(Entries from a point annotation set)
——
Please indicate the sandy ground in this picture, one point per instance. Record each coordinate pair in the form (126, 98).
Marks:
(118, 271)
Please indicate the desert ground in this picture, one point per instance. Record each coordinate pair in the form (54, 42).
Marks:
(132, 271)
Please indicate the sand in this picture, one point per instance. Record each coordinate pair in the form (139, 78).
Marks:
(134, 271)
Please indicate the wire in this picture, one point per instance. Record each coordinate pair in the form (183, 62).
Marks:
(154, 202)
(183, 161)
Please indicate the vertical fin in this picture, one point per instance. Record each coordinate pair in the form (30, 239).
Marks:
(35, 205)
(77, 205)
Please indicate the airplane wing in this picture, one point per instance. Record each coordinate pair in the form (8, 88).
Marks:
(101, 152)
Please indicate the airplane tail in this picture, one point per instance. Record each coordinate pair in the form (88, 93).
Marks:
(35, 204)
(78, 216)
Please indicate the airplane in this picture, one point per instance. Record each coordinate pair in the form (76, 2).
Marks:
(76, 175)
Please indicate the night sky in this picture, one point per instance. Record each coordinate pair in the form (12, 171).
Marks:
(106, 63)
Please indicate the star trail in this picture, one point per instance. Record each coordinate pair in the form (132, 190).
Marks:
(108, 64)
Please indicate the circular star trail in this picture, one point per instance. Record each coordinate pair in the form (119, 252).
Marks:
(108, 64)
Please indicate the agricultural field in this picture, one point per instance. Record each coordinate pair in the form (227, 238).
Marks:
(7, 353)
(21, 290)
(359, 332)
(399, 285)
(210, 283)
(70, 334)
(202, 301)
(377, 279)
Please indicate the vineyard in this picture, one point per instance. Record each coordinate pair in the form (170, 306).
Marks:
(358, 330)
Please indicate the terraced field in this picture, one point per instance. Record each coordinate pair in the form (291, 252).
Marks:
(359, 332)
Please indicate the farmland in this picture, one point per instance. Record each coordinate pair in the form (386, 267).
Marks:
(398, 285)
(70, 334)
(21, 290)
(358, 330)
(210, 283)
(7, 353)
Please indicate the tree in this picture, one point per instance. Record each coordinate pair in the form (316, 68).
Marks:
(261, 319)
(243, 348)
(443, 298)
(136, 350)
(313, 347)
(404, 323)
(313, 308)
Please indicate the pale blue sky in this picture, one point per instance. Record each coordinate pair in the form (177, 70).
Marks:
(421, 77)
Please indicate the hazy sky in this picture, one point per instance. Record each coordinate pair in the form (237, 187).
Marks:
——
Return, unchanged, the lines from the one containing "Please indicate the pale" through the end of the records, both ends included.

Please indicate the pale blue sky in this picture, one point per instance. Record each coordinate pair in the form (177, 70).
Marks:
(421, 77)
Please indicate the hazy sky in this picture, one point per instance. Record each coordinate pair in the form (237, 187).
Marks:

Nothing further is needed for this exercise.